■ RECORDS FOR THIS EXERCISE ■
[START]

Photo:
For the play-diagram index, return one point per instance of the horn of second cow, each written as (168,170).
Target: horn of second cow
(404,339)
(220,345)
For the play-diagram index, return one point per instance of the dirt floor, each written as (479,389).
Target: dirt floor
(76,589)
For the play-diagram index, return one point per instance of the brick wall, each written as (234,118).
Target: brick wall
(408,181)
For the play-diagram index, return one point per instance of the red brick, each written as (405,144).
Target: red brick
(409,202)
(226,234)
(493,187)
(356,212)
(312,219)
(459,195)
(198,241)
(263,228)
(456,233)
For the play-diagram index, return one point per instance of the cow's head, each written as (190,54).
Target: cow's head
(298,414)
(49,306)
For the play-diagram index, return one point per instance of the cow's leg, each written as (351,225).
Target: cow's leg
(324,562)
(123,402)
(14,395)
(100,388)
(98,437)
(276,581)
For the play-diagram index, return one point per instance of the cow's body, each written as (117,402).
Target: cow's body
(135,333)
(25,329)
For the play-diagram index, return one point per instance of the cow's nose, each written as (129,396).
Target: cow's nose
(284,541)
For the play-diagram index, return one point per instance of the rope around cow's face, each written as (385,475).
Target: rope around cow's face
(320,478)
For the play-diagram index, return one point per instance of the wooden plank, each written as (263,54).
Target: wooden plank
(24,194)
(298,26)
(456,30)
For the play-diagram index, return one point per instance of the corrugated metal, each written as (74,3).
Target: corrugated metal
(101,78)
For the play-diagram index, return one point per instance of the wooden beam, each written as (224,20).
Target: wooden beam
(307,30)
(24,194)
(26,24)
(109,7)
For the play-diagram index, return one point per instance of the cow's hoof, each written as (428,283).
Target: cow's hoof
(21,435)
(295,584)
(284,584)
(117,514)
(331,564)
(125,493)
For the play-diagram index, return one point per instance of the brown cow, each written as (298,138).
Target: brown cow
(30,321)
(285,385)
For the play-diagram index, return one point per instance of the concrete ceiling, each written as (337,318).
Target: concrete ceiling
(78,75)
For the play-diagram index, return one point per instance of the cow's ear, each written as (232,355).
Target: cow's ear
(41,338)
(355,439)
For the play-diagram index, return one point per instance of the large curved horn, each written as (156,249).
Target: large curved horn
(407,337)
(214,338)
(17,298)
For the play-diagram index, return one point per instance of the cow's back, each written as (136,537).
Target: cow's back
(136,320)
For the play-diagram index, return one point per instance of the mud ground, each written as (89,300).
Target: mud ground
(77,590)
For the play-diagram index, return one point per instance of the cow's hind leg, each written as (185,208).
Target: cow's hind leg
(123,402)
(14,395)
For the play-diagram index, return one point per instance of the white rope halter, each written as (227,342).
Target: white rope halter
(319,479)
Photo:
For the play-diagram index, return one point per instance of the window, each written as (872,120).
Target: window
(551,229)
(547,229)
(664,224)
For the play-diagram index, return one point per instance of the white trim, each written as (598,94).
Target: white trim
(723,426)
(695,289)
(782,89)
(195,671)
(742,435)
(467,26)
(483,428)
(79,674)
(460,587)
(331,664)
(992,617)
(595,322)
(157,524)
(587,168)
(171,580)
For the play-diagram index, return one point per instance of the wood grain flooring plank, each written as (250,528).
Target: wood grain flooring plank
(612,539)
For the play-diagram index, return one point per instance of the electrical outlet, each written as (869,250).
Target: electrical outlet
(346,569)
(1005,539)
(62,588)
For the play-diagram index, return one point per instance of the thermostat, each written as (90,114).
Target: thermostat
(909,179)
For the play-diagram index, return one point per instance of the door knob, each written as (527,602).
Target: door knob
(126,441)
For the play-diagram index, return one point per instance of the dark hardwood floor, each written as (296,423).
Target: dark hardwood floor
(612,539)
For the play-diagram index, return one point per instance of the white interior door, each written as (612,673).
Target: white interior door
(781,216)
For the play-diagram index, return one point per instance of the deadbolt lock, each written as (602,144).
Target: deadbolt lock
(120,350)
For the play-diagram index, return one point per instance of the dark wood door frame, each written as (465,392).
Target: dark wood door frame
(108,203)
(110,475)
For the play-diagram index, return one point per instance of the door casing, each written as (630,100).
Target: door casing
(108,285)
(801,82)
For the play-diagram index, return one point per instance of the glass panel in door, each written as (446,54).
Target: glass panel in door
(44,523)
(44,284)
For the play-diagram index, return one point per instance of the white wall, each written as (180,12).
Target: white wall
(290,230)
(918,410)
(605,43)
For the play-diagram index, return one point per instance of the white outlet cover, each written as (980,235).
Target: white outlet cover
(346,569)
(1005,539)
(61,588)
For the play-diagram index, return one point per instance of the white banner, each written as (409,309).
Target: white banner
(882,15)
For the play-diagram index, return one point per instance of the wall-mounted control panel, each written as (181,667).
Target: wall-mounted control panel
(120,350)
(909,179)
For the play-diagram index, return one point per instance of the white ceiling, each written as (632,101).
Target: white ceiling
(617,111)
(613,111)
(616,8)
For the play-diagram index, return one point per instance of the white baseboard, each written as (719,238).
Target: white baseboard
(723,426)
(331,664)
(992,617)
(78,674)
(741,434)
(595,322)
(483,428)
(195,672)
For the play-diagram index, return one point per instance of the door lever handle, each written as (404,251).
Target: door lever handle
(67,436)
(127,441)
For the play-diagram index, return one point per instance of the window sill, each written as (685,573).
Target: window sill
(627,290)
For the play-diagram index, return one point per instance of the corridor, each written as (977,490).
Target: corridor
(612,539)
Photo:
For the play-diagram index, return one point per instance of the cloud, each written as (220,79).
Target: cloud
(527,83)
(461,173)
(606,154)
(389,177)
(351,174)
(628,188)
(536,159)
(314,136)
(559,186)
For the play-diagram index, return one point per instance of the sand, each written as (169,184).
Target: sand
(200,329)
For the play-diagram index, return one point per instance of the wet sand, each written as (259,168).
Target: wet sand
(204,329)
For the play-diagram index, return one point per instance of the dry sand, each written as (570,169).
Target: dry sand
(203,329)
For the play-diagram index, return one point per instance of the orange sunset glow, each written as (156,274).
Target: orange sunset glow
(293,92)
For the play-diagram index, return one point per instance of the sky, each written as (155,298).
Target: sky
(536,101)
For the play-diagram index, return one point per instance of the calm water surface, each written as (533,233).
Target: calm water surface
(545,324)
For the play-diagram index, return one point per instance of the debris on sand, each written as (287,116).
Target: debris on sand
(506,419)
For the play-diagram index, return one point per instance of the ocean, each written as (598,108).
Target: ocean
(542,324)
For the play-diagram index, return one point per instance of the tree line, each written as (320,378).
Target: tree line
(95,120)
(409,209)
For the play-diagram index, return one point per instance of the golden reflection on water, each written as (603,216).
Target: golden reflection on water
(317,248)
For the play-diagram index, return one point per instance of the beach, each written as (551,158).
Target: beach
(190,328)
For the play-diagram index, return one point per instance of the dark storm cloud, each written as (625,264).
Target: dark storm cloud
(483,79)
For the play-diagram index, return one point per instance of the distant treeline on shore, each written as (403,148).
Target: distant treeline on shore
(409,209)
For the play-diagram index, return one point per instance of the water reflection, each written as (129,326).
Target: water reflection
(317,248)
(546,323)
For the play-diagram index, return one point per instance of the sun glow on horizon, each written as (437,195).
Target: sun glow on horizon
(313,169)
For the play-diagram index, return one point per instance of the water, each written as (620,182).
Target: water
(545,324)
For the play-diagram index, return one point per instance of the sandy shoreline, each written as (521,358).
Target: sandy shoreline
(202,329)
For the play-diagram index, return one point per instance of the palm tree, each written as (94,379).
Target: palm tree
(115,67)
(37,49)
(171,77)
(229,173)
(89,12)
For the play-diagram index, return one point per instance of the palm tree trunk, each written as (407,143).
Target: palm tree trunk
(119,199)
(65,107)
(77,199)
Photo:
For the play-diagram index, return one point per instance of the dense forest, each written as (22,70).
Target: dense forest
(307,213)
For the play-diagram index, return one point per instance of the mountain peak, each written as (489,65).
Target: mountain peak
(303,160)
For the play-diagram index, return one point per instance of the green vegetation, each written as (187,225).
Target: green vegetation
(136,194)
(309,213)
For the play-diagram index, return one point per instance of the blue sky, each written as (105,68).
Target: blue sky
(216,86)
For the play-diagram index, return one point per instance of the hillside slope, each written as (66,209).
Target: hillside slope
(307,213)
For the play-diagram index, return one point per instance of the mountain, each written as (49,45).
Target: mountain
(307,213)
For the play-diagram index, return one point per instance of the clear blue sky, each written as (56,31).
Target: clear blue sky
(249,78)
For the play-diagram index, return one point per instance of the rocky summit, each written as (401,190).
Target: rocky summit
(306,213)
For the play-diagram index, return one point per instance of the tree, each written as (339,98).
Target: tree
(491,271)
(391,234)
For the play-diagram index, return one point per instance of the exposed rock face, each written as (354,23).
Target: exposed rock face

[END]

■ DIRECTIONS FOR THIS TASK ■
Please repeat the rows word for word, starting with the line that contains "written as (489,65)." and stopping after the final line of the rows.

■ RESPONSE ■
For the play-diagram index, return one point per instance of the mountain peak, each written as (489,65).
Target: mountain peak
(303,160)
For the play-diagram index, return one point per instance of the green vegetation, each written as (187,225).
Target: green vegetation
(136,194)
(309,213)
For the play-diagram index, return one point per instance of the blue sky, each written as (105,68).
Target: blue sky
(216,86)
For the play-diagram index, return one point per instance of the hillside slope, each written as (66,209).
Target: hillside slope
(307,213)
For the play-diagram index, return one point per instance of the mountain, each written as (49,45).
Target: mountain
(307,213)
For the play-diagram index, return one point per instance of the clear blue sky, each written as (56,31).
Target: clear blue sky
(249,78)
For the play-diagram index, return one point per instance of the rocky summit, each written as (401,190).
Target: rocky summit
(306,213)
For the play-diagram index, return one point per instance of the tree, each written as (339,98).
Target: tree
(491,271)
(391,234)
For the play-diagram index, return one point per instance of the exposed rock face, each written as (354,23).
Target: exposed rock face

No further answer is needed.